DESCRIPTION OF THE TASK: Please render the lines of the items below as a Markdown table with the columns Row and Line, skipping blank lines and leaving the pictures out.

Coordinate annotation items
★ ★ ★ ★

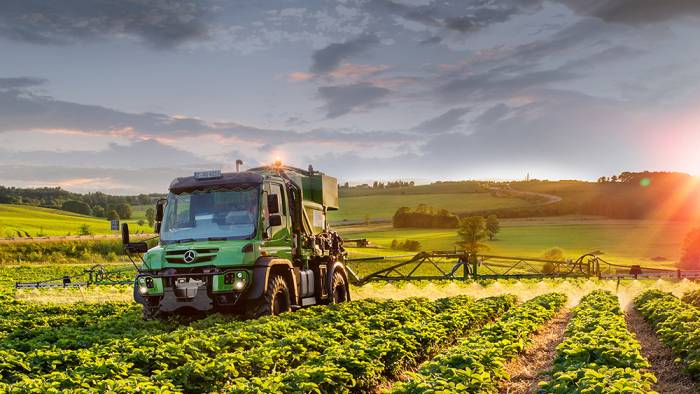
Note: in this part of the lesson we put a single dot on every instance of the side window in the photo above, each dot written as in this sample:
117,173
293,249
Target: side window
277,190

★ ★ ★ ★

FINAL ANSWER:
| Row | Line |
|---|---|
| 1 | Note: in this part of the lesson we put a single dot on every instance of the side window in the photo above, each dot written as in this sample: |
| 2 | 117,173 |
| 3 | 293,249 |
| 4 | Target: side window |
| 5 | 277,190 |